**DATA FOR PROCESSING**
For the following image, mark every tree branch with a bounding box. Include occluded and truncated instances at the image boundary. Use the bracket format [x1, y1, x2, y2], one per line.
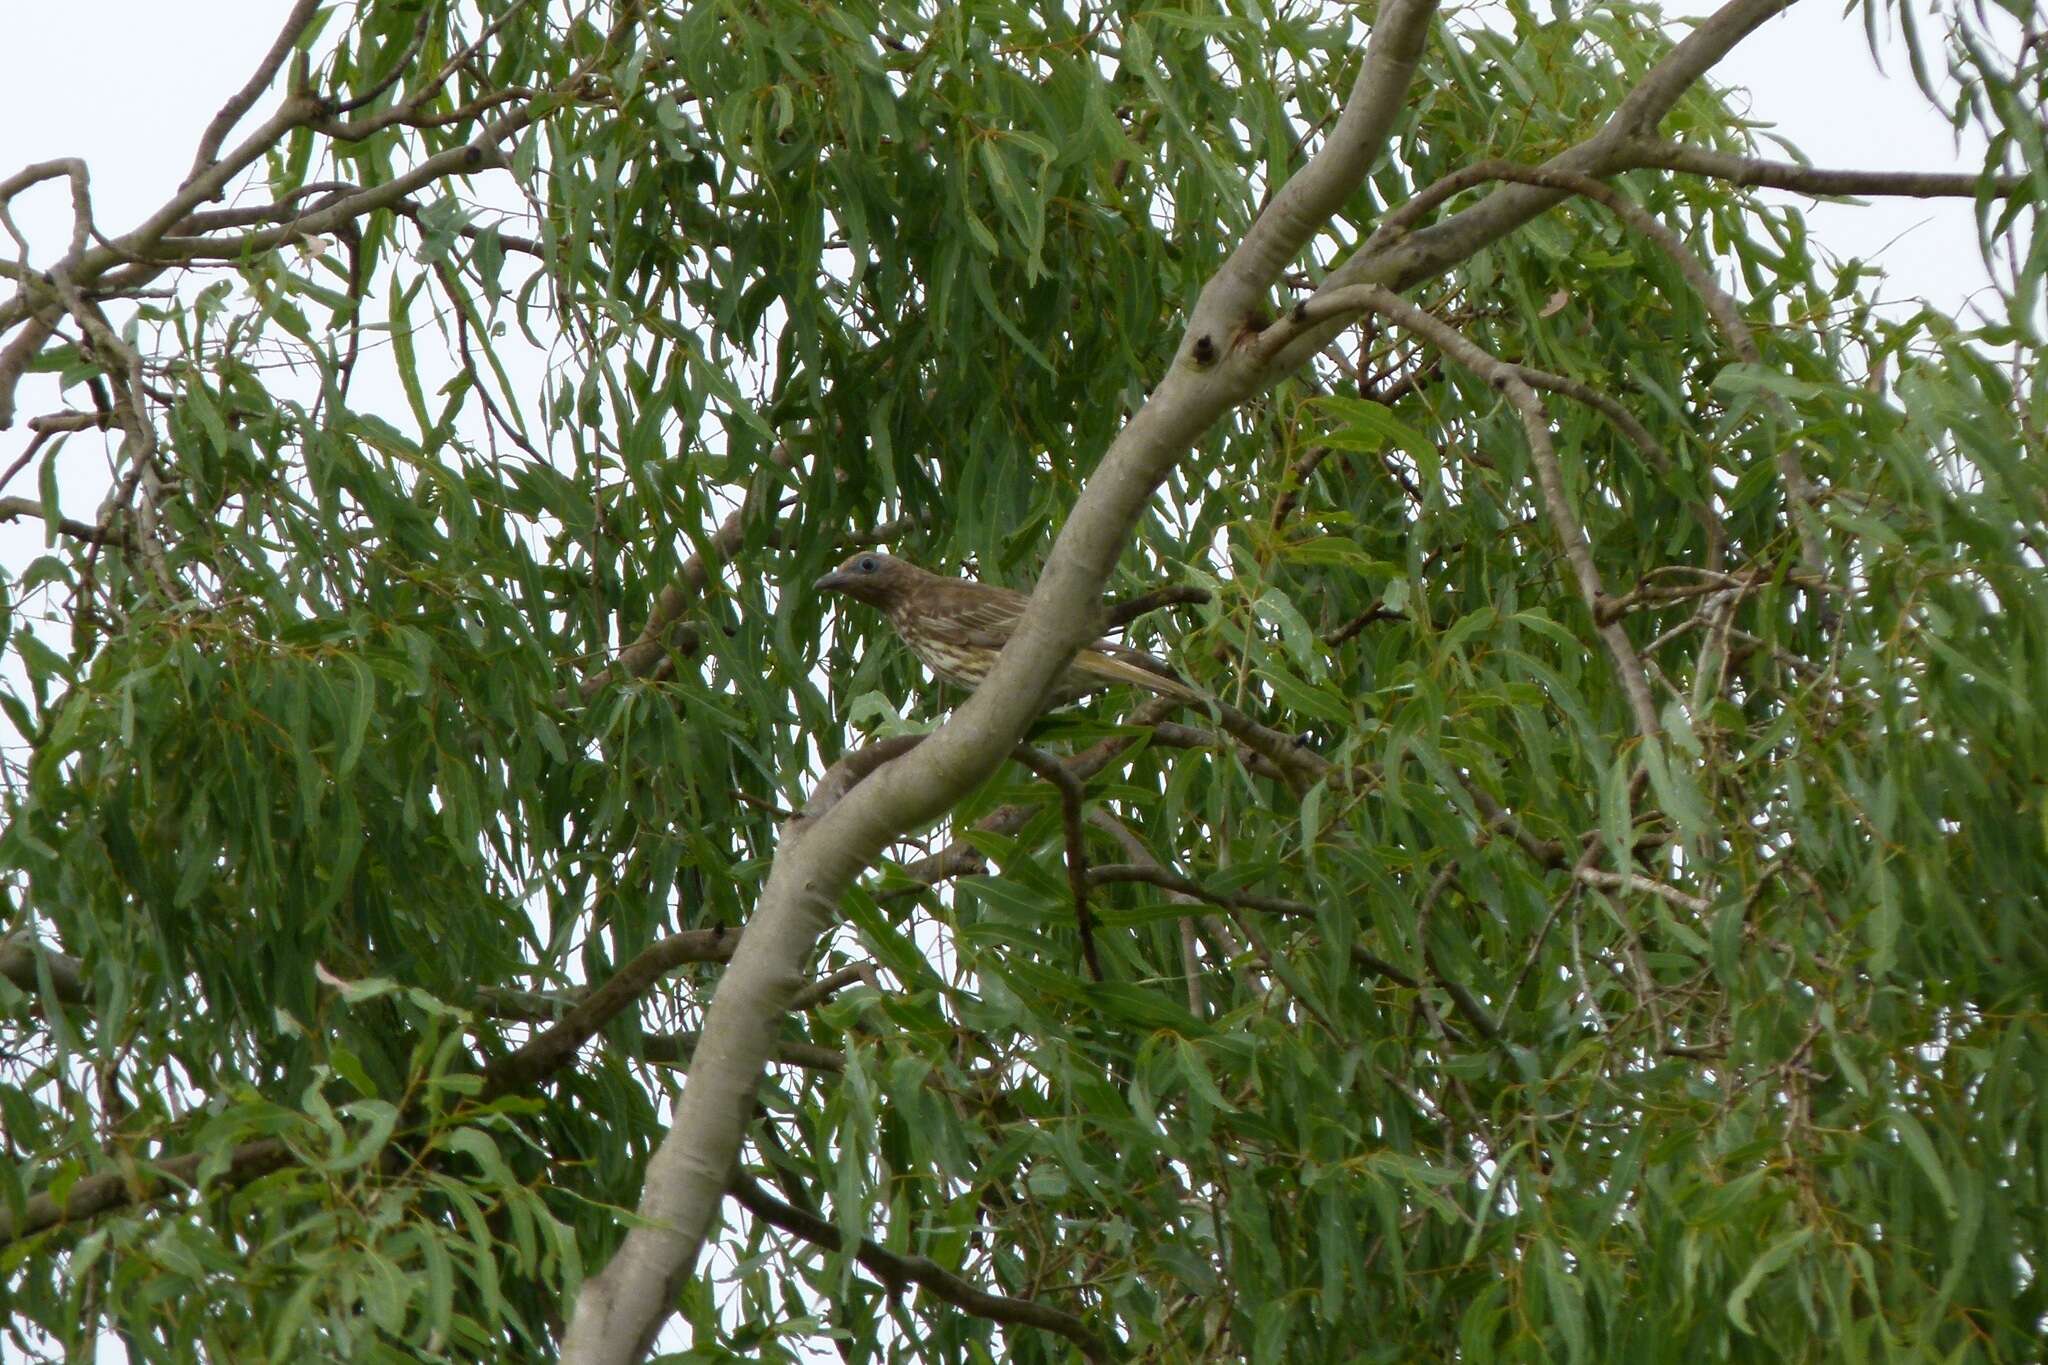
[1576, 867, 1711, 914]
[729, 1173, 1121, 1363]
[1105, 583, 1211, 630]
[642, 1032, 847, 1074]
[479, 927, 738, 1101]
[0, 308, 58, 430]
[1012, 746, 1101, 980]
[1184, 0, 1440, 354]
[0, 495, 134, 549]
[1086, 864, 1316, 919]
[1317, 0, 1801, 304]
[1296, 284, 1663, 738]
[0, 934, 89, 1005]
[0, 1138, 291, 1245]
[1628, 139, 2025, 198]
[557, 5, 1448, 1356]
[184, 0, 325, 183]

**EXERCISE INSTRUCTIONS**
Set down every line of the entries above again, exactly as written, but not the pictures.

**TASK SOLUTION**
For the following image, mark every tree branch with a bounding box. Include occluded and truncated instances at the image boundary. Use the bracket format [x1, y1, x2, y2], one per line.
[1576, 867, 1711, 914]
[729, 1173, 1121, 1363]
[1105, 583, 1211, 630]
[642, 1032, 847, 1074]
[479, 927, 738, 1101]
[0, 308, 58, 430]
[1012, 746, 1101, 980]
[1184, 0, 1440, 354]
[0, 495, 134, 549]
[1086, 864, 1316, 919]
[1317, 0, 1801, 304]
[1296, 284, 1663, 738]
[0, 934, 89, 1005]
[0, 1138, 291, 1245]
[1628, 139, 2025, 198]
[557, 5, 1448, 1356]
[184, 0, 325, 183]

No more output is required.